• JOB: Pull out every line in the material below that contains the word "flower" and copy each one.

• RAW RECORDS:
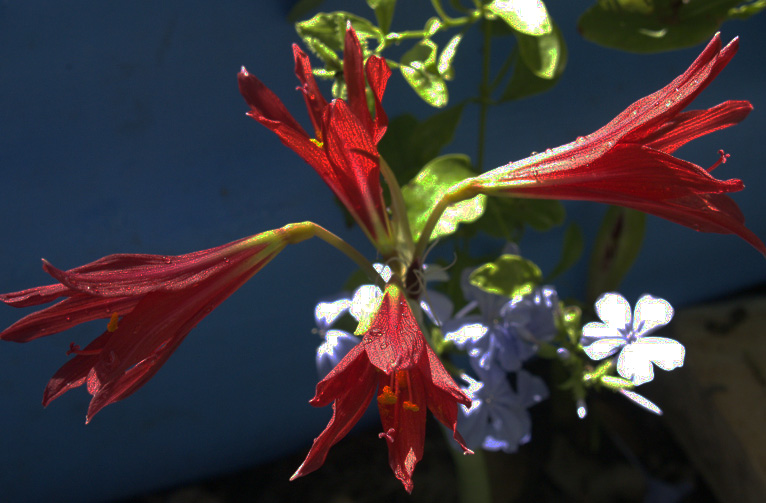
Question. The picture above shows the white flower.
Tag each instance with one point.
(618, 331)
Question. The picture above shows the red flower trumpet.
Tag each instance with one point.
(394, 359)
(152, 302)
(343, 150)
(629, 161)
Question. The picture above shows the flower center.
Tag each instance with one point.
(399, 386)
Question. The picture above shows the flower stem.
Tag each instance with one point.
(459, 192)
(484, 92)
(403, 233)
(304, 230)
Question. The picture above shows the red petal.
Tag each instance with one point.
(65, 315)
(347, 409)
(687, 126)
(405, 446)
(394, 341)
(353, 73)
(315, 102)
(378, 73)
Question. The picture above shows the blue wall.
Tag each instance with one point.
(122, 130)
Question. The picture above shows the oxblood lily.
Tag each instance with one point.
(152, 302)
(628, 162)
(344, 148)
(394, 359)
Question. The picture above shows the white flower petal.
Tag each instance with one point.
(635, 363)
(666, 353)
(614, 310)
(383, 270)
(326, 313)
(642, 401)
(365, 301)
(471, 332)
(604, 347)
(598, 330)
(651, 313)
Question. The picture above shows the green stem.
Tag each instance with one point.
(484, 92)
(460, 192)
(304, 230)
(450, 21)
(403, 233)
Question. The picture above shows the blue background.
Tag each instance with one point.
(122, 130)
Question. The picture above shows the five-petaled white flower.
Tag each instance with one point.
(618, 330)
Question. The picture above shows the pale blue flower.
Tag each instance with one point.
(619, 331)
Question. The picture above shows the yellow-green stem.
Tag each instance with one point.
(398, 209)
(304, 230)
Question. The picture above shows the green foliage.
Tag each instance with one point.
(659, 25)
(423, 193)
(409, 144)
(324, 34)
(617, 245)
(384, 12)
(509, 275)
(539, 64)
(419, 68)
(529, 17)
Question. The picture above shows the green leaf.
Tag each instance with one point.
(526, 81)
(572, 249)
(524, 16)
(660, 25)
(384, 12)
(545, 55)
(444, 67)
(409, 144)
(616, 248)
(509, 275)
(426, 189)
(419, 68)
(324, 35)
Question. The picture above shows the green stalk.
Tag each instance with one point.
(304, 230)
(403, 233)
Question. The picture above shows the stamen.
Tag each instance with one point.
(112, 326)
(387, 397)
(722, 158)
(388, 435)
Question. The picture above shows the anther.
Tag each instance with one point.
(722, 158)
(387, 397)
(388, 435)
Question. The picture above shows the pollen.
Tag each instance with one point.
(410, 406)
(112, 326)
(387, 397)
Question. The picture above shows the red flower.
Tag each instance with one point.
(394, 359)
(629, 161)
(152, 302)
(344, 148)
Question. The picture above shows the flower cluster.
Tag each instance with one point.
(498, 341)
(152, 302)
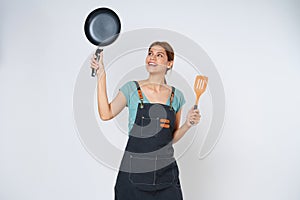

• FULL SOLUTION:
Question. The picture above shows the white flower.
Question. The picture above shows the red flower trumpet.
Question. The picture above shows the flower center.
Question. The picture above shows the flower stem.
Question. The picture above shows the white flower petal.
Question. The picture above shows the five-petaled white flower.
Question. The picture above shows the pale blue flower.
Question. The picture above shows the red flower.
Question. The picture above shows the flower cluster.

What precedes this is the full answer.